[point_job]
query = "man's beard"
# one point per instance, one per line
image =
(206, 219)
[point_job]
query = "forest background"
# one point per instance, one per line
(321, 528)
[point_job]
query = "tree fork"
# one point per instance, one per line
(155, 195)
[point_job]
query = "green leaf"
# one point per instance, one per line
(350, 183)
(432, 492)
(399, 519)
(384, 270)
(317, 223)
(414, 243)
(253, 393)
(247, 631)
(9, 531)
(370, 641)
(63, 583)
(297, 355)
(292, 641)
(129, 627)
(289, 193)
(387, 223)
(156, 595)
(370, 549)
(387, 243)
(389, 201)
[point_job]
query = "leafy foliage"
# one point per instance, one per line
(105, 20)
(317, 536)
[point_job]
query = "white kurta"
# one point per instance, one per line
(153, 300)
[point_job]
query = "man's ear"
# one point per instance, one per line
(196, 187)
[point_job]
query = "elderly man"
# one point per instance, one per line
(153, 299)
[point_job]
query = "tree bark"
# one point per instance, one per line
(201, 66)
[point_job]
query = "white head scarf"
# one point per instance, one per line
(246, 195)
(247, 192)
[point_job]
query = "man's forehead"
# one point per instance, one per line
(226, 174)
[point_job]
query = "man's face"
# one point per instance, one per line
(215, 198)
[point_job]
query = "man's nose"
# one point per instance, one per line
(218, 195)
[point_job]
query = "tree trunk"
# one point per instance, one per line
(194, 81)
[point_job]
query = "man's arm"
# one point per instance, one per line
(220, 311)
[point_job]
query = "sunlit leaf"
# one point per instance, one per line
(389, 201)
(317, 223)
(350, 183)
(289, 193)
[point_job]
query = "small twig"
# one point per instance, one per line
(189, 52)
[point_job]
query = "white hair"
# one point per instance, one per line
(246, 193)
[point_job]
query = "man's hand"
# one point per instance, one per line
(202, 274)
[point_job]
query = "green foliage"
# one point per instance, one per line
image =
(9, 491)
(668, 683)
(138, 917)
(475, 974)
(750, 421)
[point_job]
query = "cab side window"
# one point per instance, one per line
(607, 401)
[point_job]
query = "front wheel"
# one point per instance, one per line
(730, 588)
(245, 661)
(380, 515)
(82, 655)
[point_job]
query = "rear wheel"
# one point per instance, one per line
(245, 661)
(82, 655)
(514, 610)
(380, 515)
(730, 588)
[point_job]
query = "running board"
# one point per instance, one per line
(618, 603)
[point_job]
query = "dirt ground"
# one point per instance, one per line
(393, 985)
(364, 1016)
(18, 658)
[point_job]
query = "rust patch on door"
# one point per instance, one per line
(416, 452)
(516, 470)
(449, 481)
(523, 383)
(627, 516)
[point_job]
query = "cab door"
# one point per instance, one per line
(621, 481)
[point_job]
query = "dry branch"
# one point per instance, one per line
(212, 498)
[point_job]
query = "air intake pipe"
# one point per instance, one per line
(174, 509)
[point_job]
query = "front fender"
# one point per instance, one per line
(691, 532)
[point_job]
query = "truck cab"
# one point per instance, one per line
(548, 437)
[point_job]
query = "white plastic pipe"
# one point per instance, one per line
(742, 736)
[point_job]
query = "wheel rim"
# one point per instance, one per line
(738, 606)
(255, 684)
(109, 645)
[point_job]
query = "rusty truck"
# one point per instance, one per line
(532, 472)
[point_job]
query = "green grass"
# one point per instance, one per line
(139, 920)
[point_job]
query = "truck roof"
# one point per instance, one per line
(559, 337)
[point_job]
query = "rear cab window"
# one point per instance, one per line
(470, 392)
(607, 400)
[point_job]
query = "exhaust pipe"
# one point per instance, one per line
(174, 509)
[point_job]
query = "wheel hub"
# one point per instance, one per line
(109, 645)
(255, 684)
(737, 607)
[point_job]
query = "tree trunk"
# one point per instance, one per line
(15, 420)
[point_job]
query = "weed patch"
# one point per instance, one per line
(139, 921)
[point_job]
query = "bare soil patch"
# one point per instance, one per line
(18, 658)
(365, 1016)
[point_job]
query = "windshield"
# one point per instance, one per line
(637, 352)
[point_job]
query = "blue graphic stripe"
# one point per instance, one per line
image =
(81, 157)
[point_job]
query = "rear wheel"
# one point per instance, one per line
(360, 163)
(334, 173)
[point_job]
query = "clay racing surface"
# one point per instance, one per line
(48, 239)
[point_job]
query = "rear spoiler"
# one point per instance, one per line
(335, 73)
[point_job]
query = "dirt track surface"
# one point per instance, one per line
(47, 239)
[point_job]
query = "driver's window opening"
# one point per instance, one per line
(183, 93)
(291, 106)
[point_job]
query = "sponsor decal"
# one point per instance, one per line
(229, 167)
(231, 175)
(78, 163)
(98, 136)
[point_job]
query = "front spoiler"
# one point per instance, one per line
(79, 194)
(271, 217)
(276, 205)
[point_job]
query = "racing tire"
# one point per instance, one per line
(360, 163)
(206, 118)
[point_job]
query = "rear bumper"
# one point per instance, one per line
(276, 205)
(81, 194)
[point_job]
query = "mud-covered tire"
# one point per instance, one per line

ACTION ITEM » Your answer should be the lines above that contain the word "rear", copied out.

RESULT OF THIS EXERCISE »
query = "rear wheel"
query = "rear cab window"
query = "rear wheel"
query = "rear spoiler"
query = "rear bumper"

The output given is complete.